Page extract
When writing, Delffs spends as much time as possible not listening to music. “That’s really helpful for me,” he says, “because then it becomes this thing where I need music, I need songs—so I have to make them.” Delffs spent as much time thinking about cows—yes, cows, like the John Gnorski-illustrated one on the album’s cover—in the recording process as he did about any particular musical inspirations. Delffs’ recent trip to India, his second, was filled with cow admiration, and he picked up some cow fun-facts along the way. “They just eat grass and somehow milk is created,” he marvels. “Their poo and pee is antiseptic and medicinal!”

Still, the memory of music sneaks into the process, as Delffs found himself thinking about Tom Petty and Talking Heads, two artists he loved in childhood. One can hear echoes of David Byrne on the angular “Power and Position”, which also serves as a spotlight for the unmistakable accompanying vocals from LAKE’s Ashley Eriksson, whose voice has been heard by millions in Cartoon Networks ‘Adventure Time’ credit music. Delffs enlisted more old friends to help flesh out Transitional Phase, including drums from Joe Plummer (The Shins, Modest Mouse, Cold War Kids), Dan Galucki (Wooden Indian Burial Ground) and Graeme Gibson (Michael Nau, Fruit Bats); keys from Luke Wyland (Au, Methods Body); strings and arrangements from composer Peter Broederick (Sharon Van Etten, M. Ward); and bass by Mayhaw Hoons, his old bandmate in The Shaky Hands.

The lush “Brave New World” looks outward, juxtaposing a smooth groove from Galucki and Hoons with heavy themes of social upheaval. The titular phrase, often used ironically, is presented here with utter earnestness, underscored by Broderick’s beautiful string arrangement. It’s one of three songs on Transitional Phase—along with back-to-back closers “A Perfect Storm” and “Egomaniacs”—that slowly transforms into a prayer. The chanted and sung lines might feel like nods to some of Nick’s favorite artists (including Alice Coltrane, George Harrison, Yamuna Devi), but they arrive on the album naturally. Delffs has long been fascinated with Hinduism, and was deeply inspired by his India trip. “Meditating and chanting are such constant parts of my life these days,” Delffs shares. “They came into this album like any other naturally flowing thought.”

Using the information
[A] Reproduce part of the Transitional Phase passage word for word, starting at "Still, the memory" and ending at "The Shaky Hands.".
[B] Answer these questions using the Transitional Phase passage:
(i) Which of Delffs' trips to India was the recent one?
(ii) Who plays bass on the album?
(iii) Which two songs close the album?
[C] Pick up the Transitional Phase passage after its final sentence and keep writing it.
The records that come after the Transitional Phase passage are not needed here.

Data extract
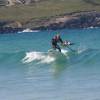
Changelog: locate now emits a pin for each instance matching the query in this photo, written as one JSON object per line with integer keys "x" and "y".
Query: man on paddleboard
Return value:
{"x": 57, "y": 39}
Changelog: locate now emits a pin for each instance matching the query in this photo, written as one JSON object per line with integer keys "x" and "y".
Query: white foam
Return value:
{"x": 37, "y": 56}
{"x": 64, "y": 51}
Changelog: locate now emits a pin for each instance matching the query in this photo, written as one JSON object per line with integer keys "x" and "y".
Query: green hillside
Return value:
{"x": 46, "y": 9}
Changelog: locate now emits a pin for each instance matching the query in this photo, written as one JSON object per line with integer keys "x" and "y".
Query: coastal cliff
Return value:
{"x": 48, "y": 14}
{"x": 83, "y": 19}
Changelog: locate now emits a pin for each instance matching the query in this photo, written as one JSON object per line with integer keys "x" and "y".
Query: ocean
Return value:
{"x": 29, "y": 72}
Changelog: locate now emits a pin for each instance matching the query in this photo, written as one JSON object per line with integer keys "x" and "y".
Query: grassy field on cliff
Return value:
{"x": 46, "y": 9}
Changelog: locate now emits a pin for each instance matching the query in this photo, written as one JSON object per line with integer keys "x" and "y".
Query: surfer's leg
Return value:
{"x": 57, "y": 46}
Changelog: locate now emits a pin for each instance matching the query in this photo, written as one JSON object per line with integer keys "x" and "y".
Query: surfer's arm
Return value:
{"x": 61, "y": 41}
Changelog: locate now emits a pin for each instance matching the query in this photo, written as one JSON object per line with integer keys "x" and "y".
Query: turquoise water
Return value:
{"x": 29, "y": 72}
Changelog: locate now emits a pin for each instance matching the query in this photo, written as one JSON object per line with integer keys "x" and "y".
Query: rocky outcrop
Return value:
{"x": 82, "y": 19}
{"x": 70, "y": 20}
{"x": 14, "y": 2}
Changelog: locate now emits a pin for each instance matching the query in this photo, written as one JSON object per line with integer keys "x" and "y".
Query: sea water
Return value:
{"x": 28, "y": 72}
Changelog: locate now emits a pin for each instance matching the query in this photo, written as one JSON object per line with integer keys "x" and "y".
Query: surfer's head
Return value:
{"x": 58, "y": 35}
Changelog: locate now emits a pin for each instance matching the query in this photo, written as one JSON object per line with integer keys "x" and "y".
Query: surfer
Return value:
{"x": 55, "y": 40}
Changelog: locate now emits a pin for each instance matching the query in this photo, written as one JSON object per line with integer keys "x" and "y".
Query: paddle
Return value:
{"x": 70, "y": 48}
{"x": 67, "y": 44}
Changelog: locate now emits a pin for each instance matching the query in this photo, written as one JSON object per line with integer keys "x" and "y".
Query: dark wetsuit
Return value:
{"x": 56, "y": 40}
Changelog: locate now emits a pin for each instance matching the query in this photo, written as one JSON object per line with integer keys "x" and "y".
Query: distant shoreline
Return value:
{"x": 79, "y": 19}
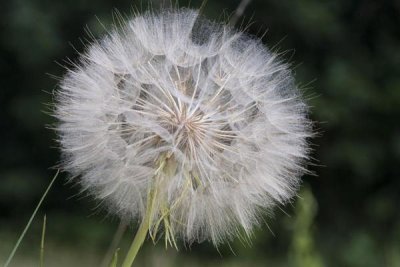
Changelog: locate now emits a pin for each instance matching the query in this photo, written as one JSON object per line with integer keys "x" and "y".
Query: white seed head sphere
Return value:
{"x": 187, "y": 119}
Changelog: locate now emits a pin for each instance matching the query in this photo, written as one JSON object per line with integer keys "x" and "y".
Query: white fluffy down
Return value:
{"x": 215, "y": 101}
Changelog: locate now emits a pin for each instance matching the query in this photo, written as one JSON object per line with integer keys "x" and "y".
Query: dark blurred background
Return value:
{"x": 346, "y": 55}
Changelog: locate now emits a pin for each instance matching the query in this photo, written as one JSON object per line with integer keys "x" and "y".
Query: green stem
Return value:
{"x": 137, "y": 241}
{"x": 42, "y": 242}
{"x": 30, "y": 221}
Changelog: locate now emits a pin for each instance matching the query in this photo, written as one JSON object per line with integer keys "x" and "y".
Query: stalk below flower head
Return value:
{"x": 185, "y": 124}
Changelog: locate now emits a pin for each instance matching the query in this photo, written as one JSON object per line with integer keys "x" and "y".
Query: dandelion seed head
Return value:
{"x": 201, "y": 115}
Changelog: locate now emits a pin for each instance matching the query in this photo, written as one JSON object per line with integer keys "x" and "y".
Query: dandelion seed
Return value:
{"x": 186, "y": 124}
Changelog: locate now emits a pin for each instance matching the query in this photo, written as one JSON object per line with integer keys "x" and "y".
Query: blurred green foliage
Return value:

Results for the exercise
[A]
Still, the memory of music sneaks into the process, as Delffs found himself thinking about Tom Petty and Talking Heads, two artists he loved in childhood. One can hear echoes of David Byrne on the angular “Power and Position”, which also serves as a spotlight for the unmistakable accompanying vocals from LAKE’s Ashley Eriksson, whose voice has been heard by millions in Cartoon Networks ‘Adventure Time’ credit music. Delffs enlisted more old friends to help flesh out Transitional Phase, including drums from Joe Plummer (The Shins, Modest Mouse, Cold War Kids), Dan Galucki (Wooden Indian Burial Ground) and Graeme Gibson (Michael Nau, Fruit Bats); keys from Luke Wyland (Au, Methods Body); strings and arrangements from composer Peter Broederick (Sharon Van Etten, M. Ward); and bass by Mayhaw Hoons, his old bandmate in The Shaky Hands.

[B]
(i) His second.
(ii) Mayhaw Hoons, his old bandmate in The Shaky Hands.
(iii) "A Perfect Storm" and "Egomaniacs".

[C]
 “Transitional Phase”, the towering title track at the album’s center, is a perfect marriage of two aesthetics. Delffs brings his vulnerable, misty-eyed self-examination to the collaboration; while Moore and Eriksson bring LAKE’s exacting, literate DIY Yacht funk. The result is transcendently, sonically free, like those particularly melodic moments spent with Peter Gabriel or Kate Bush. “In-between words and dreams, there’s only a line,” Delffs sings in seeming self-interrogation, “And you’ve crossed over it so many times.”

The songs on Transitional Phase don’t just cross that line, they dance on it. If the distance between waking life and dreams was narrow on Delffs’ 2017 solo debut Redesign, it is almost imperceptible here. He sings (and speaks, and occasionally chants) about the changing tides of our shared troubled world and all the mysterious worlds within. He yearns and searches and remembers, and occasionally wishes he could forget. He finds faith and loses it. And when he can’t find that faith again, he admits on “Absence of Love Song” that he’ll wait “on and on and on and on for another chance.” Maybe that’s foolish. Or, as Delffs sings, “Maybe it’s today.”

Nick Delffs’ Transitional Phase is due out July 26th on Mama Bird Recording Co.